_Exercise brief_: Please add 37 to every box coordinate in the lines between the one holding "Sports analytics pipeline: given the broadcast still, box the id" and the one holding "[0,200,441,256]", inclusive, and write out all of those lines with the rest of their wording unchanged.

_Working data_:

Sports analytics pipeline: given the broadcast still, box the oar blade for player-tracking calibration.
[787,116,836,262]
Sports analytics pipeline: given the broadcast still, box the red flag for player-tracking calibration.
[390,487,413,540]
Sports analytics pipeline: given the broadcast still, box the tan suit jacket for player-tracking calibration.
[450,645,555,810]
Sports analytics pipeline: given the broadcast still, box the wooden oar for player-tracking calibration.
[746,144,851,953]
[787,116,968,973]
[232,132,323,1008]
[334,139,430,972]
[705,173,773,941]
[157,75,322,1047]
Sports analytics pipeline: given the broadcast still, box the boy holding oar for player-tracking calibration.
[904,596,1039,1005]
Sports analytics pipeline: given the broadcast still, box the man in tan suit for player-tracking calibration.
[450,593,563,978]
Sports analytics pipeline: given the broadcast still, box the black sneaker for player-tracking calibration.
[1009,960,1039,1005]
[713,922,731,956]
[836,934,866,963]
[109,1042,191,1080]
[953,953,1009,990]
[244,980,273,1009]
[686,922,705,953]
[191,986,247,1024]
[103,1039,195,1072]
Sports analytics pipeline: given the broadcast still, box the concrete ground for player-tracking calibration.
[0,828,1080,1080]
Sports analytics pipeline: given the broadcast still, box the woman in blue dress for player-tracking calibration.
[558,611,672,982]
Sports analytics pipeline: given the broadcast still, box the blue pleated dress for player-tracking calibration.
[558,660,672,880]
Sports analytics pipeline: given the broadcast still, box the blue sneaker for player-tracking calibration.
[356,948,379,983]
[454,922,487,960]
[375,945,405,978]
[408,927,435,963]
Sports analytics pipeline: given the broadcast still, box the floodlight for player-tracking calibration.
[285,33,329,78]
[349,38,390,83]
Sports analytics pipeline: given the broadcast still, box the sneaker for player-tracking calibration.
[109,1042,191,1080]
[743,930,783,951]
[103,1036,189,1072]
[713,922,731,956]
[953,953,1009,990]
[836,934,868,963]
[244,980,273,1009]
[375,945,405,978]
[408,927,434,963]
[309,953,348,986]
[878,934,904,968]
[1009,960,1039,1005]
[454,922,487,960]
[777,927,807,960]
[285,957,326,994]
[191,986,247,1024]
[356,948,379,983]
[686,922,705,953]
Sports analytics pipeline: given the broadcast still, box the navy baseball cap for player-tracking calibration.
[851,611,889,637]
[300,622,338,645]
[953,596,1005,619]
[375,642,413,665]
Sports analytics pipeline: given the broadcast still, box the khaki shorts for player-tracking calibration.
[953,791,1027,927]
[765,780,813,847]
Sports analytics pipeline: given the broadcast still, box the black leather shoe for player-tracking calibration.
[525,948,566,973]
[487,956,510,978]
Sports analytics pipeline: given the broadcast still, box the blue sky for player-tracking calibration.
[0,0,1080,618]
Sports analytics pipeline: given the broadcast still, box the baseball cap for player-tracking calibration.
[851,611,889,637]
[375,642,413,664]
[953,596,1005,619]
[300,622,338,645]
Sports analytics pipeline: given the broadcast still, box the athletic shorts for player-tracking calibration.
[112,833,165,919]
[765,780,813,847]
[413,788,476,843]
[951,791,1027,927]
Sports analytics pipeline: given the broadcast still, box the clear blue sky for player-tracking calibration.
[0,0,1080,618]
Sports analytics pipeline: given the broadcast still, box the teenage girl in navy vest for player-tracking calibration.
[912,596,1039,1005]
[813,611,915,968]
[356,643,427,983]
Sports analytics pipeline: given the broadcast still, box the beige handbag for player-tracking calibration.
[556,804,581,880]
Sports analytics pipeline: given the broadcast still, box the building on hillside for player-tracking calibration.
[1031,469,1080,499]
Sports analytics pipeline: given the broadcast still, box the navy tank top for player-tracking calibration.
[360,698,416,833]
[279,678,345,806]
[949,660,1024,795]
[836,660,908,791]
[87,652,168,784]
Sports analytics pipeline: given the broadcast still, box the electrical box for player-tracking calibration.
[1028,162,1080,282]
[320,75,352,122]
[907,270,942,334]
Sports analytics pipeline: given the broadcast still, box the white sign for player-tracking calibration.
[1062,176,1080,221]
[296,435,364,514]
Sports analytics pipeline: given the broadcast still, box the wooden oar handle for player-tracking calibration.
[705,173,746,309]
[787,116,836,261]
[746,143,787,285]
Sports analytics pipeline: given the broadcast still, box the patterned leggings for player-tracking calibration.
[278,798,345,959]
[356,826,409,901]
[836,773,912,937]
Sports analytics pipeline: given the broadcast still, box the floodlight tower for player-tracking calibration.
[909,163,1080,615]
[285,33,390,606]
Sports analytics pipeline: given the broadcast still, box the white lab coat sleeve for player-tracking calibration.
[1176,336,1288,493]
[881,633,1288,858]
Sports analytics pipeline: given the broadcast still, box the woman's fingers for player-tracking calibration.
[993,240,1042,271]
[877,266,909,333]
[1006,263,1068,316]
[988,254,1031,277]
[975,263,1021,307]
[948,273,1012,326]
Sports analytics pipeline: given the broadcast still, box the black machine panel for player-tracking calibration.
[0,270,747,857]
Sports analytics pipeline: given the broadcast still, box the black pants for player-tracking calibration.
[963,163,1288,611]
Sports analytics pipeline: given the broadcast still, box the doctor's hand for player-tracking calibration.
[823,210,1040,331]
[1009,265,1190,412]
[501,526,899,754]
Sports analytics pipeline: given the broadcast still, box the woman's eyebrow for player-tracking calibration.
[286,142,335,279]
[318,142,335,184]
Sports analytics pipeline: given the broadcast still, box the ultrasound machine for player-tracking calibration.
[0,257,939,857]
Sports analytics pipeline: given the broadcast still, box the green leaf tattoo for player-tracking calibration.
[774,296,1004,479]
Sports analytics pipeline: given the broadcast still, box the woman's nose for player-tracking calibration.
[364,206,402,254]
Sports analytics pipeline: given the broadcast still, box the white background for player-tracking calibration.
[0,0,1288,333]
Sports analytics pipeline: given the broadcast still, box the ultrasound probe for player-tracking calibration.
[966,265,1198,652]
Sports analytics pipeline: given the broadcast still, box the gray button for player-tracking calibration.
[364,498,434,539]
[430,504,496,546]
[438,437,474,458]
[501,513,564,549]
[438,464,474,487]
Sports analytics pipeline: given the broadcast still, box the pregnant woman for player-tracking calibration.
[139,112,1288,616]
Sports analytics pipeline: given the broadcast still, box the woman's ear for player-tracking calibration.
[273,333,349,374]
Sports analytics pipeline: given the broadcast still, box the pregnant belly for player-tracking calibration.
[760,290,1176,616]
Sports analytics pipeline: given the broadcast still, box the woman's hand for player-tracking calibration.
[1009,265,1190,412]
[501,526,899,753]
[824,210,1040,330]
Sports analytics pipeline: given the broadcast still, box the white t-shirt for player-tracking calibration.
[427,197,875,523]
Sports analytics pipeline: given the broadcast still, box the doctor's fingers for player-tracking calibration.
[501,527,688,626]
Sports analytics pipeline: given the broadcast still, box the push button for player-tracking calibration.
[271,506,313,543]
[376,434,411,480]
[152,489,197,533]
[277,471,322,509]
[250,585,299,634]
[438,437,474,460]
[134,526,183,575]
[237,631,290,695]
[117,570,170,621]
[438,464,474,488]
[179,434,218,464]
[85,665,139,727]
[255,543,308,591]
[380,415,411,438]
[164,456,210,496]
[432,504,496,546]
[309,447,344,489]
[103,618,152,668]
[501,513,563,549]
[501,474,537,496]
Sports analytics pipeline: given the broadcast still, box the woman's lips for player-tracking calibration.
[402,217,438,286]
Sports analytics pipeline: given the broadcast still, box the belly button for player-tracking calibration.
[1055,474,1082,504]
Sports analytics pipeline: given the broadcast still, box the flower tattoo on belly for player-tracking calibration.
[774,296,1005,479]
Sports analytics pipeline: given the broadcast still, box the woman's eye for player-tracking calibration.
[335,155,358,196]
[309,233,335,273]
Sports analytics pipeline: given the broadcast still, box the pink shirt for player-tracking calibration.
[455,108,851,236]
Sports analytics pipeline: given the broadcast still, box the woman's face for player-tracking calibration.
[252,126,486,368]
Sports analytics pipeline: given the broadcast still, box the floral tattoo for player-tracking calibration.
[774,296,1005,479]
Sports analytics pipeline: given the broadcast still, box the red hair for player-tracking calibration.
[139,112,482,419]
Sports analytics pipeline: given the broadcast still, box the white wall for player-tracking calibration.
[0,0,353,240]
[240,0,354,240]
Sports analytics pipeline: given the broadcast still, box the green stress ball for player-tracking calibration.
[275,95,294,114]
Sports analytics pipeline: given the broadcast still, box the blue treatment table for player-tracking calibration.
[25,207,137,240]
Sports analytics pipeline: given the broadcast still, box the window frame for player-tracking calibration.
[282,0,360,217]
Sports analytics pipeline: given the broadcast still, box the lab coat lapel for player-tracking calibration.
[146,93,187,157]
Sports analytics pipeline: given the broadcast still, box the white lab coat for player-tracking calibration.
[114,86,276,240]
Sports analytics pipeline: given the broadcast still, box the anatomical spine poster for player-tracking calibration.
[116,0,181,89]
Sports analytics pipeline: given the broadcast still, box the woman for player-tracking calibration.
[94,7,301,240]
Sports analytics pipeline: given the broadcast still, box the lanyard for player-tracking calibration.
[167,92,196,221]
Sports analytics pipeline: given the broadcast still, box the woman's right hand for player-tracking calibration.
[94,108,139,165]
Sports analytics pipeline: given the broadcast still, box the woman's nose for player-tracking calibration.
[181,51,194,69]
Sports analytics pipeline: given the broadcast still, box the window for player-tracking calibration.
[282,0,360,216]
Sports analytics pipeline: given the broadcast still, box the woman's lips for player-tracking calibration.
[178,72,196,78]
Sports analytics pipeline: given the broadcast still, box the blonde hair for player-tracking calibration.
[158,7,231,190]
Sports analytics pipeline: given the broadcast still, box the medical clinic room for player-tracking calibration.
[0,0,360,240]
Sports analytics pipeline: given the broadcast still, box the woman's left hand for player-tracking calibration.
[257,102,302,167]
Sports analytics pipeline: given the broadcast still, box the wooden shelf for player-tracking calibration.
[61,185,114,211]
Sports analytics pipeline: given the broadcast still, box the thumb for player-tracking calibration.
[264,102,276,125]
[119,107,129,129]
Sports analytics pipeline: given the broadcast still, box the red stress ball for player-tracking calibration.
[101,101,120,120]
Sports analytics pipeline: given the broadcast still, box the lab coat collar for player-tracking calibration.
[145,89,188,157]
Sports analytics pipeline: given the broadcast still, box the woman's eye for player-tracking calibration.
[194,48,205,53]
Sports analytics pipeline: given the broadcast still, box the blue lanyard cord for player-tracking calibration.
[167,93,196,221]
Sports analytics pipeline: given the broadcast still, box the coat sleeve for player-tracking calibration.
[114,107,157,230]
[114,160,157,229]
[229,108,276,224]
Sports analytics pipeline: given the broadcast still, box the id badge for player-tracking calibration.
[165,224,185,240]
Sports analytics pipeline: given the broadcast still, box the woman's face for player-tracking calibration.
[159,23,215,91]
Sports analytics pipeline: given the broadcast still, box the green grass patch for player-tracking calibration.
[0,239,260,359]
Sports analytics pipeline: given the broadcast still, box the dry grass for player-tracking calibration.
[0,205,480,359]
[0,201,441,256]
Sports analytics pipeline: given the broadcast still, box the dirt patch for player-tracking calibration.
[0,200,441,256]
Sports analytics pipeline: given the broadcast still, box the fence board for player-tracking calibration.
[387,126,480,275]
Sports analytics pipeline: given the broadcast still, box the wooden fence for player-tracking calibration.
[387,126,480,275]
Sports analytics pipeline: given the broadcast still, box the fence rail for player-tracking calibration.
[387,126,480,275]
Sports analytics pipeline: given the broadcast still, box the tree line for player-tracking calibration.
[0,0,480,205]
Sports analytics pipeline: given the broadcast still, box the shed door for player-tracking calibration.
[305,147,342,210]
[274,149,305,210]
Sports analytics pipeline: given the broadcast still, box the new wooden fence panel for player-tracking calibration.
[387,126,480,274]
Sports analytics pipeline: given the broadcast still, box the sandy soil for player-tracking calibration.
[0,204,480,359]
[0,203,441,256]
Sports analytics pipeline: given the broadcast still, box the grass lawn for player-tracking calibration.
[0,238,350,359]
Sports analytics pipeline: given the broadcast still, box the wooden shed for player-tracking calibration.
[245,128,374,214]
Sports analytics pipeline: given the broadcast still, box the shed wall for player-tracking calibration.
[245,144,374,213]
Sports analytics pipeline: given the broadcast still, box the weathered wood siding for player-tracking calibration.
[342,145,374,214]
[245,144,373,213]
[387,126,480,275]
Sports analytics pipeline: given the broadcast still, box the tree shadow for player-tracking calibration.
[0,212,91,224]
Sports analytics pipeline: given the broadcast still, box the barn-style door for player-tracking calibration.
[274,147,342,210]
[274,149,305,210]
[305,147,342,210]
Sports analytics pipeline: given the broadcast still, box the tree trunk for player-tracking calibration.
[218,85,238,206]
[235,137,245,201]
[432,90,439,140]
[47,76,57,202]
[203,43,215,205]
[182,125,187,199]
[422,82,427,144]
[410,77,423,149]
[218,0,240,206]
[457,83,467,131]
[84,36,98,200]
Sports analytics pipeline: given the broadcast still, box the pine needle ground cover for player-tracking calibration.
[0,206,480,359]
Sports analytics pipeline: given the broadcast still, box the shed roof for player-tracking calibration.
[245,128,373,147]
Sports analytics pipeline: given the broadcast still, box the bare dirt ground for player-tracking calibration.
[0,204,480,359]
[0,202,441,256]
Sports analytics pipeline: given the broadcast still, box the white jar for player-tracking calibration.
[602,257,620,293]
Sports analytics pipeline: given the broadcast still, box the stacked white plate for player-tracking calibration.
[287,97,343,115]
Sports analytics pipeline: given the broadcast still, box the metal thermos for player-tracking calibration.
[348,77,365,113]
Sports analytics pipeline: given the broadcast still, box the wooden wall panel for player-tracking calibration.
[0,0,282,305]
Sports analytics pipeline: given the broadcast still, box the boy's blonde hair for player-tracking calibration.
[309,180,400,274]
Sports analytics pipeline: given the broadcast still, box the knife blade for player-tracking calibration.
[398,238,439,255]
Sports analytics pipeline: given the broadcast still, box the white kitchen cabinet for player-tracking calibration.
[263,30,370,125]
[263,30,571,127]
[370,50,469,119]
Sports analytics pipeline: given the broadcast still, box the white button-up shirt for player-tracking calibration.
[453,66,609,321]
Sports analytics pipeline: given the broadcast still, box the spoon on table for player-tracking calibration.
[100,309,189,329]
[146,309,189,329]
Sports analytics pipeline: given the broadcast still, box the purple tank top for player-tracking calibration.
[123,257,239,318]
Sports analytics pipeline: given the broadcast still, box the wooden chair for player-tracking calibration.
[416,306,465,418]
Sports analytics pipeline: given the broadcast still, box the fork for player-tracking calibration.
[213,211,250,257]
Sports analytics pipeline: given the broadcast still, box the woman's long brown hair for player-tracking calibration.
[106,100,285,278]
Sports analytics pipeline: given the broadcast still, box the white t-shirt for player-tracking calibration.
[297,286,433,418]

_Completed exercise_:
Sports analytics pipeline: given the broadcast still, box the id badge for player-tracking calibration.
[202,261,222,277]
Sports analytics pipeline: given the broadcast still, box the woman's face for player-tracking calibration.
[196,60,252,128]
Sports analytics pipeline: given the broadcast still, box the green grass patch for player-tracking calibration.
[37,276,297,396]
Sports analytics pipeline: given the broadcast still, box the dry grass for player-tracking calibration.
[37,242,517,396]
[37,238,478,293]
Sports analytics pipeline: given the broadcast still, box the dirt patch for player-tracking calibration.
[37,237,478,293]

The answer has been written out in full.